_Set of tasks_
- a) In the news report about Montgomery Regional Hospital and the Virginia Tech shooting victims, who is named as the hospital's chief of surgery?
- b) Extend the news report about Montgomery Regional Hospital and the Virginia Tech shooting victims, starting after its final sentence.

Segment Start: Passage provided

Montgomery Regional Hospital became the epicenter for treating surviving victims of the Virginia Tech gunman.

Most of them, 17 in all, were taken to the Blacksburg, Va., facility, reports CBS News correspondent Kelly Wallace.

Now, their families are speaking publicly for the first time about how, in some cases, doctors there saved their children's lives.

The parents are being lavish in their praise.

"We are just thankful, we are just so thankful," a teary Suzanne Grimes told reporters as her husband, Randy Sterne, sat next to her, also crying.

Their son, Kevin Sterne, is the one in the now-famous photo of a victim, legs bloodied, being carried by police from the shooting scene. He'd been shot twice in a leg.

Doctors say Kevin, an Eagle Scout, tied a wire chord around his leg to stop his bleeding.

"Without him taking care of himself initially," says Dr. David Stoeckle, chief of surgery at Montgomery Regional, "and then the emergency technicians putting (a tourniquet) on his leg, I think there's a good chance he would have died."

An emotional Suzanne Grimes said, "(Kevin is) doing very well, and it was because of the care he got here; he just was in the right place at the right time.

"It's mixed emotions, because there are people, their children," she starts to cry, "so we're blessed."


Click here for an interactive gallery of the victims.

For his part, Stoeckle salutes police and emergency technicians for telling the hospital what to expect.

Segment End: Passage provided
Segment Start: Record extracts

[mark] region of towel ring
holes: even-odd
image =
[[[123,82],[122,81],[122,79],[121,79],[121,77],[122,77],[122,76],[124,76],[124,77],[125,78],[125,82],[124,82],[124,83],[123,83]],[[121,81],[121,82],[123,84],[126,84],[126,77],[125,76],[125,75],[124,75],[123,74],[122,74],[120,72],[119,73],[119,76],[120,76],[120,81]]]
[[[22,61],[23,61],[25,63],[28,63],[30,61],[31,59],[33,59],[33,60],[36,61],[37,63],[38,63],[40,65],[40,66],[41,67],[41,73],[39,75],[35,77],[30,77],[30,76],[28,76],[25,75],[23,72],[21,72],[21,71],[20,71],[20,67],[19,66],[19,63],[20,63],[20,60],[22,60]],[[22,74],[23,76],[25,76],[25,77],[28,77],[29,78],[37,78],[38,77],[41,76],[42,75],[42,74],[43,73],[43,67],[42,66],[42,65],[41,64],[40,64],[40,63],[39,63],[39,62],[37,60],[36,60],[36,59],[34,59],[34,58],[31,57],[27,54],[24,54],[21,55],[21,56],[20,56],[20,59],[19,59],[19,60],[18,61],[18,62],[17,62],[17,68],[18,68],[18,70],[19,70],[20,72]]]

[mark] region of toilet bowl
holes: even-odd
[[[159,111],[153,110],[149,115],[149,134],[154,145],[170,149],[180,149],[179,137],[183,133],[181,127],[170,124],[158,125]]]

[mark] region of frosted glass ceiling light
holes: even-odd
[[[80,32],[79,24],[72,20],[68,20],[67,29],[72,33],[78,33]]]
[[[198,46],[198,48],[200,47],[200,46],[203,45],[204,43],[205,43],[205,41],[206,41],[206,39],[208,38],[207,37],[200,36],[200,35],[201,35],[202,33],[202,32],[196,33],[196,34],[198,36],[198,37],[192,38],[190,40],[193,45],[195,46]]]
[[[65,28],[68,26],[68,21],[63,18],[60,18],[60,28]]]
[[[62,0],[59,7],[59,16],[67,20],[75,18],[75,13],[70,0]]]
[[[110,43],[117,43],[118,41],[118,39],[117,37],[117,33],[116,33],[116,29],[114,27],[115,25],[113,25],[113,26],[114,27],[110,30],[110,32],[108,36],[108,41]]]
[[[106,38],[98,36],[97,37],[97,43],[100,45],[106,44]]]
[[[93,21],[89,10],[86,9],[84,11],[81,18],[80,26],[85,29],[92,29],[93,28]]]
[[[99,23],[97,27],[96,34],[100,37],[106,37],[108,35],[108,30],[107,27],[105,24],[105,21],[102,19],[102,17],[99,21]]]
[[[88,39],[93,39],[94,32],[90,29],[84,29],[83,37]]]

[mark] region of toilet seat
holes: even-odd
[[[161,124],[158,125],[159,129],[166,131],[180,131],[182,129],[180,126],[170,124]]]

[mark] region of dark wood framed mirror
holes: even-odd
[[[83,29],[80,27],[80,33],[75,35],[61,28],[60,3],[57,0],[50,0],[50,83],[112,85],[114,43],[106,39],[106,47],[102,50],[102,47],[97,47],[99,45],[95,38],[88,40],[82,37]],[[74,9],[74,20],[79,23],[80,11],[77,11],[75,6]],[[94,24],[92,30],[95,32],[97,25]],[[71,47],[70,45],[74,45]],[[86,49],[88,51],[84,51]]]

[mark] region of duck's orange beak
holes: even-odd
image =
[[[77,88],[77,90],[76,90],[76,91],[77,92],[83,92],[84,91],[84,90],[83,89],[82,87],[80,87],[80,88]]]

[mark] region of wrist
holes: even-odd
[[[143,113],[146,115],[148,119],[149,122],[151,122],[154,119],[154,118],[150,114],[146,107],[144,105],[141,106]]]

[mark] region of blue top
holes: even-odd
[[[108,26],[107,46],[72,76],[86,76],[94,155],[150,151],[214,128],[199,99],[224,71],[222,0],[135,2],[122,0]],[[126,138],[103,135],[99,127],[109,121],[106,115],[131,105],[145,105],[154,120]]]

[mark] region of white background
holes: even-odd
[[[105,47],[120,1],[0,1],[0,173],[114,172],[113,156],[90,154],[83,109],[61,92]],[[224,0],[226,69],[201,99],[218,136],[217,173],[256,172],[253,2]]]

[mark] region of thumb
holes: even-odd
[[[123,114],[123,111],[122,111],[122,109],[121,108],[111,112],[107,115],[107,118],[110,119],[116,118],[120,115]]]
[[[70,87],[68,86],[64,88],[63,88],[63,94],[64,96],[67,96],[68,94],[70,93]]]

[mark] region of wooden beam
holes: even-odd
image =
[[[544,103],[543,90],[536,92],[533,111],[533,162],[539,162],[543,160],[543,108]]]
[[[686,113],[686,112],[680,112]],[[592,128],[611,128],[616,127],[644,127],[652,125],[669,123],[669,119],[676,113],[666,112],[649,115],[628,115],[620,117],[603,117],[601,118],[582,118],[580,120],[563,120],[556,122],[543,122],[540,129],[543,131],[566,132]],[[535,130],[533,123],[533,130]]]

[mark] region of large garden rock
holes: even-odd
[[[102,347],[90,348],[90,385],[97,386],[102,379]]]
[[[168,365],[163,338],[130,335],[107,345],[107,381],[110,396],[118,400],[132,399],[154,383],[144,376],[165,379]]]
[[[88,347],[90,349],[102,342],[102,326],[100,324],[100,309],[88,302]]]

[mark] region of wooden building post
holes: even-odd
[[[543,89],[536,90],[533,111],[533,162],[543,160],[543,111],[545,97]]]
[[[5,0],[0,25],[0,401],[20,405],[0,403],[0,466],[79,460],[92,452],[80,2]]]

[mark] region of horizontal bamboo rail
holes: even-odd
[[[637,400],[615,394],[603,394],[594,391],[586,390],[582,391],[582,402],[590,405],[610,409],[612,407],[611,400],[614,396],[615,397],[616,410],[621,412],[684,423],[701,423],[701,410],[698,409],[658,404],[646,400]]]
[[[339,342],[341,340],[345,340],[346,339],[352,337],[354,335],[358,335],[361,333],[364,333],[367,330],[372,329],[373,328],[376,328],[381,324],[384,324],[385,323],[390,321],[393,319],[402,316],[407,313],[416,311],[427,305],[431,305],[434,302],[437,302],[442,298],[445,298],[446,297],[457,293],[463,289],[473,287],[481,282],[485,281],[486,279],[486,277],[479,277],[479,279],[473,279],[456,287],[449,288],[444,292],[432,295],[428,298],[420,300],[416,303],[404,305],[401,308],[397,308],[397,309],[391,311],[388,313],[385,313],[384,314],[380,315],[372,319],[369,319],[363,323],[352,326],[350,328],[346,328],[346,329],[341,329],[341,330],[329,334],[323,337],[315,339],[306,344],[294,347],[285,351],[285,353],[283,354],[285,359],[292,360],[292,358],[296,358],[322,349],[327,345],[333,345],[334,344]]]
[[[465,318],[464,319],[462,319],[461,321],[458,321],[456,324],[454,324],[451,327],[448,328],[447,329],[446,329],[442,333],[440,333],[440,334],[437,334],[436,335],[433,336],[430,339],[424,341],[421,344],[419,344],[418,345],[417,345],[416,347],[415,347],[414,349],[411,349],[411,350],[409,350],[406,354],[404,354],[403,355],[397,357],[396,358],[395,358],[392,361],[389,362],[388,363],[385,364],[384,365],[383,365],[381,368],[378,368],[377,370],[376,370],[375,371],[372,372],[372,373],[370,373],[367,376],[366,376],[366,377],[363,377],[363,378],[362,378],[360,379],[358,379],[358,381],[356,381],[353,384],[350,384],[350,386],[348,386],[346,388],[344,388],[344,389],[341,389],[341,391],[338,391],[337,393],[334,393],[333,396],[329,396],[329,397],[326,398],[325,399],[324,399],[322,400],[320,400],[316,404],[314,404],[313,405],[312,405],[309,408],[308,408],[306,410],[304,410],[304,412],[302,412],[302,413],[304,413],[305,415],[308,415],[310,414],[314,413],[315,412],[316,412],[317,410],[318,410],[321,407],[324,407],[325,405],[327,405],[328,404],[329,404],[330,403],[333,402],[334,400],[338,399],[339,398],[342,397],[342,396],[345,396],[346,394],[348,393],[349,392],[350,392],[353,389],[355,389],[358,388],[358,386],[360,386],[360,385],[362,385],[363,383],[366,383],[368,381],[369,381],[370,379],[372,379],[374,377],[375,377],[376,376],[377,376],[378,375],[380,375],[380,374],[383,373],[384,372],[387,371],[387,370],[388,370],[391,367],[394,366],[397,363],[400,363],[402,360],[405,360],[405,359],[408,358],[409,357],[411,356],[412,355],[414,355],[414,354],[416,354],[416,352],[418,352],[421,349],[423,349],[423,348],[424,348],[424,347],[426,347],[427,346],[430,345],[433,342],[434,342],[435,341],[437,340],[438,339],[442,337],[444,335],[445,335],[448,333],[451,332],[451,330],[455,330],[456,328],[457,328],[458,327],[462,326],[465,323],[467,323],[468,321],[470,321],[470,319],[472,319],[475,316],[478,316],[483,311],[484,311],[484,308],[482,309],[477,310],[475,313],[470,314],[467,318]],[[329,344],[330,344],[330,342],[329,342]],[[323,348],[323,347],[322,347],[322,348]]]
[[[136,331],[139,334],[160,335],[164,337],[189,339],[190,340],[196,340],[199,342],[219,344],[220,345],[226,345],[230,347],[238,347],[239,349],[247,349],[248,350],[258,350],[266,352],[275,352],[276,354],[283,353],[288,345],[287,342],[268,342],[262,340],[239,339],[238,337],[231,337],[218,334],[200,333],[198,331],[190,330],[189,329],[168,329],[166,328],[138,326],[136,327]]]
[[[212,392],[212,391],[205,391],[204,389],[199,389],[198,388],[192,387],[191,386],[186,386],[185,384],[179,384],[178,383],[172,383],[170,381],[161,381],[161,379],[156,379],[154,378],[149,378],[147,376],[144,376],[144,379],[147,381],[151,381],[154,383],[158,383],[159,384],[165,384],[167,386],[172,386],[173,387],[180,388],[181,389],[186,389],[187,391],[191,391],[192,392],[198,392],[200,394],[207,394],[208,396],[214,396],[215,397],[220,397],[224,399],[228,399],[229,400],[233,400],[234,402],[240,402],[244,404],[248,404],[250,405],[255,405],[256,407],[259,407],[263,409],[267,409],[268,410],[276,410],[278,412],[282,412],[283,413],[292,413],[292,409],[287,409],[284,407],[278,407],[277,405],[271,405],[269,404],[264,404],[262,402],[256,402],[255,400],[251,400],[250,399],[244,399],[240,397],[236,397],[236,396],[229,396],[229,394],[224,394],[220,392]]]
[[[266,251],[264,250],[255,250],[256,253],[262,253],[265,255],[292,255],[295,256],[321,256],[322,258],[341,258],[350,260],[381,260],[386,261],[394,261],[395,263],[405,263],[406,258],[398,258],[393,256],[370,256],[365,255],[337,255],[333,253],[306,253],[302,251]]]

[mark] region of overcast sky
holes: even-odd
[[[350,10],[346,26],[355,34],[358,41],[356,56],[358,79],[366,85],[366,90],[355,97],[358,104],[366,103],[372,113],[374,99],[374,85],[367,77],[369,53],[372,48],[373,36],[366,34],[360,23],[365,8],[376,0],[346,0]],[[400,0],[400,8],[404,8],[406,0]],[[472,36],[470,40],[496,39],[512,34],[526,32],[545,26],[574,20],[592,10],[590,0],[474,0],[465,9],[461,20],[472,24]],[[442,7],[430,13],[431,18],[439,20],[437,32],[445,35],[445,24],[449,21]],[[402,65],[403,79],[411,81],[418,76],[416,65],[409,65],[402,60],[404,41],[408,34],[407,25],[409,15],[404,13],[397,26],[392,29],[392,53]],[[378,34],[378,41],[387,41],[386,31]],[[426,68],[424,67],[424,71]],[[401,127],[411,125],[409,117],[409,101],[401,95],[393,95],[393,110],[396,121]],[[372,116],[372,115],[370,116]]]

Segment End: Record extracts

_Task results_
- a) Dr. David Stoeckle

- b)
"They did an incredible job of keeping us informed," Stoeckle said, "what was even on our way to the hospital, so we knew what was going to hit the emergency room, even before it hit it."

Added emergency room physician Holly Wheeling, "They would triage out in the field how severe, so we knew exactly how serious each one coming in was felt to be."

Doctors at the hospital say they do disaster drills twice a year, but nothing like this is ever supposed to happen in Blacksburg.

"Me, emotionally, I couldn't sleep," Stoeckle said. "I feel for these students, I know some of them."

As for Kevin, he's already eating French fries, and hoping to get out of the hospital soon.

Another wounded student recovering at Montgomery Regional, Caitlin Carney, still planned on being the maid of honor at her sister's wedding over the weekend, despite having a severely injured hand, Wallace noted. And, to make sure she doesn't feel out of place, Carney's parents say all the wedding guests will wear white gloves on their left hands.